=== Text extract ===
Number of PKI Keys in Mobile ID Service

One of the main discussion topics in new Kiuru MSSP deployments has been the number of keys on the SIM card. Should there be a separate key for signing and authentication? How many PINs can the user actually remember? What kind of certificates is required?
The number of required keys is the theme question in all new Mobile ID deployments. The challenge is to define aspects, which affects or restrict the number of keys.
This article tries to elaborate the question and various options in real wireless PKI systems. We claim that no more than 5 keys are needed in a typical set-up. Lets define basic key terminology at first.

User Identity Binding

A user identity is defined in the certificate Subject and the certificate binds the Subject and the public key. PKI cryptography binds the public and private PKI keys. In the Mobile ID system, the PKI key pair is generated on the SIM card. The private key never leaves the SIM card and is protected by a PIN; multiple keys can be protected by a single PIN. The public key is sent to the MSSP and the MSSP takes care of the certificate. Figure 1 depicts these relations.

Public_key_Subject_binding.

Public key and Subject binding.

The Kiuru MSSP system has two profiles which control key and identity bindings: Registration Profile and Certificate Profile. A user registration process cycle generates from one, up to five keys. For example, a registration process definition in the MSSP server’s registration adapter for 3 key registration consists of three Registration Profiles — one for authentication key (http://alauda.mobi/authn), one for document signing (http://alauda.mobi/nonRepudiation), and one for enterprise services (http://alauda.mobi/EnterpriseAuthn). Each one of these registration profiles generates a new key and requests a corresponding certificate from a CA.

=== What you will do ===
(a) Answer these questions from the article on PKI keys in Mobile ID:
(i) Where is the PKI key pair generated in the Mobile ID system?
(ii) Which two profiles in the Kiuru MSSP system control key and identity bindings?
(iii) What is the largest number of keys the article claims a typical set-up needs?
(b) Repeat word for word the passage of the article on PKI keys in Mobile ID that starts at the words "Number of PKI" and ends after "certificates is required?".
(c) Keep writing the article on the number of PKI keys in Mobile ID, picking up after its last sentence.
The items placed after the article on PKI keys in Mobile ID are not used for anything here.

=== Provided records ===
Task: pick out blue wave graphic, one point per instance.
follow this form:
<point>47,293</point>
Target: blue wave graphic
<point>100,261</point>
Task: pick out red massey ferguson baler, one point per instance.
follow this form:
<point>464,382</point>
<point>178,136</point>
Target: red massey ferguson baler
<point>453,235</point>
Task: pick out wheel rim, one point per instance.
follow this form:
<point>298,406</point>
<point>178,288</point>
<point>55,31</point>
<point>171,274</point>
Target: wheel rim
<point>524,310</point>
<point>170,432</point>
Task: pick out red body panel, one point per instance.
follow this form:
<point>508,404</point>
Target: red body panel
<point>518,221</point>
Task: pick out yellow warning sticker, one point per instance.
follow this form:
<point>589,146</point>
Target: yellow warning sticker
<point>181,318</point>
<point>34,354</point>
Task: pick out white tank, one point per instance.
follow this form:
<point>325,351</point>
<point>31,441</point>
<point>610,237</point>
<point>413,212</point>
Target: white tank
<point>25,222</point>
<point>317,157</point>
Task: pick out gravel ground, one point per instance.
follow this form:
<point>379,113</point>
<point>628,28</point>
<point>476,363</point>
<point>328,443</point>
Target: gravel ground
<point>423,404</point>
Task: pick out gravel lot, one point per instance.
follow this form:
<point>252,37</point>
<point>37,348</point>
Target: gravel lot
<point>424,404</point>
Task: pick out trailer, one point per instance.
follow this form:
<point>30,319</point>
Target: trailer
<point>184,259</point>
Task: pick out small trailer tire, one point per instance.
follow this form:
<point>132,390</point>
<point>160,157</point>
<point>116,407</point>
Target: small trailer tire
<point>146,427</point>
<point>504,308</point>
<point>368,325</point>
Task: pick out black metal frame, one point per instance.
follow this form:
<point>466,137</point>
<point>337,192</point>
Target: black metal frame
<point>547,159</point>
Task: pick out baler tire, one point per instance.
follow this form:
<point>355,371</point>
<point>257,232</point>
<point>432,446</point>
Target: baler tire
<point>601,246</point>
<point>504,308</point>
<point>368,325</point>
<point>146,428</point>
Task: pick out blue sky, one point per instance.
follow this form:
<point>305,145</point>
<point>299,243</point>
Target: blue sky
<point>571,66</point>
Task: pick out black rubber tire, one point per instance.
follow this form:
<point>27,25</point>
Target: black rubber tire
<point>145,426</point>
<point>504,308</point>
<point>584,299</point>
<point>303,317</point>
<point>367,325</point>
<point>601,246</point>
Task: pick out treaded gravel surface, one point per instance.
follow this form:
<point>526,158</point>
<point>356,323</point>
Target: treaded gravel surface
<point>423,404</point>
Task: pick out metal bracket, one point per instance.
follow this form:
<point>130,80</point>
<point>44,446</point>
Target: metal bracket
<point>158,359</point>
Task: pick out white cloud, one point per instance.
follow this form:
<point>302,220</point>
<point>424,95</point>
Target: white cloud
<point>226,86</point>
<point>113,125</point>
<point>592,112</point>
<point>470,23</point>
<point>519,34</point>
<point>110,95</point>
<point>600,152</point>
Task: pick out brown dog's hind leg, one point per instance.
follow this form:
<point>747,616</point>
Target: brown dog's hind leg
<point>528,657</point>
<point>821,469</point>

=== Results ===
(a)
(i) On the SIM card.
(ii) The Registration Profile and the Certificate Profile.
(iii) Five.

(b)
Number of PKI Keys in Mobile ID Service

One of the main discussion topics in new Kiuru MSSP deployments has been the number of keys on the SIM card. Should there be a separate key for signing and authentication? How many PINs can the user actually remember? What kind of certificates is required?

(c)
This means that by default, the MSSP requests a certificate for all generated keys using the corresponding certificate profile. The certificate profile defines for example the certificate content and the CA for each certificate.

The Subject content consists of a set of attributes. Commonly, there are two kinds of Subjects aka Distinguished Names: pseudonym and real name certificates. Pseudonym certificate essentially defines only a unique subject without user’s real name attributes. Its the Relying Party’s responsibility to map the Subject to a real identity.

Real name certificates are an alternative approach. A real name certificate contains both user’s name (First name, Surname, Initials) and a unique serial number/identifier. In this case the Relying Party gets basic identity attributes and does not necessary need to verify user identity any further. Note that typically real names are not distinguished and in practice, the pseudonym and real name certificates should be handled equally.

As a conclusion we can say that the user may have as many identities as there are key pairs, the Subject does not restrict anyhow the number of keys.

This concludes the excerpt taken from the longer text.